_Assignment:_
Search the records below for the line containing "Can you find the white". Write out that line and every line after it exactly as written.

(Records from a collection)
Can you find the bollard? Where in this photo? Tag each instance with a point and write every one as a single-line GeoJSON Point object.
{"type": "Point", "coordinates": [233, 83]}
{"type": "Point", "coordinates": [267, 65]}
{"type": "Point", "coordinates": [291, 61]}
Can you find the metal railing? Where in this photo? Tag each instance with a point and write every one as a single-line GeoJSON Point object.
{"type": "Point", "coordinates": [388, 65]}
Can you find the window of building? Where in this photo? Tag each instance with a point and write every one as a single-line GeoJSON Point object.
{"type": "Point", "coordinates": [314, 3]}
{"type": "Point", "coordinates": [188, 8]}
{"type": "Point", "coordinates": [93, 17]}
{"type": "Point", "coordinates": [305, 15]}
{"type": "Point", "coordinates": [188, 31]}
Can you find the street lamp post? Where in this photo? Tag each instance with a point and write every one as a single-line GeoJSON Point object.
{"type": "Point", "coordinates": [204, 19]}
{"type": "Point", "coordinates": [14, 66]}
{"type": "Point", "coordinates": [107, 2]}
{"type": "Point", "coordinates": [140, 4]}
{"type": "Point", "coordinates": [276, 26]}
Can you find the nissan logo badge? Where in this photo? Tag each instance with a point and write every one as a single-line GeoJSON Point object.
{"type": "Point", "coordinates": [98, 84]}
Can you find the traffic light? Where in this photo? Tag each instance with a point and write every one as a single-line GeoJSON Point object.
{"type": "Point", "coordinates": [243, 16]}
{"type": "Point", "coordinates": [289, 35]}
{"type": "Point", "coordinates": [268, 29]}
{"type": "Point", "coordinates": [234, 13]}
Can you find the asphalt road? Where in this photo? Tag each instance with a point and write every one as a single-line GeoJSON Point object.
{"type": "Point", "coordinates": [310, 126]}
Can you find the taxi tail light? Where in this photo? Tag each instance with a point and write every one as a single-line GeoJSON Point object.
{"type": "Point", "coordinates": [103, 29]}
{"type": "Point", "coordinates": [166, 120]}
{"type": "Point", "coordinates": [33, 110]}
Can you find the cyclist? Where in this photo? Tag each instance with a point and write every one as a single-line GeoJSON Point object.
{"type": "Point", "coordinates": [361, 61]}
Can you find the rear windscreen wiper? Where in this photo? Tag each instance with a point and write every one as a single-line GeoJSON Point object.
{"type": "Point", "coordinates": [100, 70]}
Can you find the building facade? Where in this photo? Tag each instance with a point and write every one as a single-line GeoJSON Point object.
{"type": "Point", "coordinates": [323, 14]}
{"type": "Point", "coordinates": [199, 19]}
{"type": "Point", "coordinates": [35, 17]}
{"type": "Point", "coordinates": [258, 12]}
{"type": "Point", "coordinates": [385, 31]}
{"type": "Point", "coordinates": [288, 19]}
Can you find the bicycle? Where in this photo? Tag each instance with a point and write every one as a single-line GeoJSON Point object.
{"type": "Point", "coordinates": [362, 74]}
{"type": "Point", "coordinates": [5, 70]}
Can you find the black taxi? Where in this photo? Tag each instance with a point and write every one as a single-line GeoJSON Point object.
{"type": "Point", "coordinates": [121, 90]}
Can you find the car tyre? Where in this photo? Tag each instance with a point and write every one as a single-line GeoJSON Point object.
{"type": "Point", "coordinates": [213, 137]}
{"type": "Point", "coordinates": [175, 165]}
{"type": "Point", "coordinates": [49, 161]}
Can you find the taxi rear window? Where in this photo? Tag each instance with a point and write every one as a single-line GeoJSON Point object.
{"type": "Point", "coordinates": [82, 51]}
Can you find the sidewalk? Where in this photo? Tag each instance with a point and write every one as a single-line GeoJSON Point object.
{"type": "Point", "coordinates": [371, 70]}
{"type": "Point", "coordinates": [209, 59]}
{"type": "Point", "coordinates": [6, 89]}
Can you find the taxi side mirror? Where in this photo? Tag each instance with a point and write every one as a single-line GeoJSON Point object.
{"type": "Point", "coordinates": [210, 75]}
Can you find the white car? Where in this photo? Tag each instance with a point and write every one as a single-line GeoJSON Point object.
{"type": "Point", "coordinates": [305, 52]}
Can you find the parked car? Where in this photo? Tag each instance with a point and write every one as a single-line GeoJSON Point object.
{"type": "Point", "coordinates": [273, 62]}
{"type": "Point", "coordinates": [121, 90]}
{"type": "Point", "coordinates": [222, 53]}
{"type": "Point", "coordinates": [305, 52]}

_Answer section:_
Can you find the white car? Where in this photo? Tag each instance with a point and write every one as a single-line GeoJSON Point object.
{"type": "Point", "coordinates": [305, 52]}
Can you find the parked car? Where in this photo? Tag each instance with a point and write every one as a single-line GeoJSON Point object.
{"type": "Point", "coordinates": [273, 62]}
{"type": "Point", "coordinates": [121, 90]}
{"type": "Point", "coordinates": [222, 53]}
{"type": "Point", "coordinates": [305, 52]}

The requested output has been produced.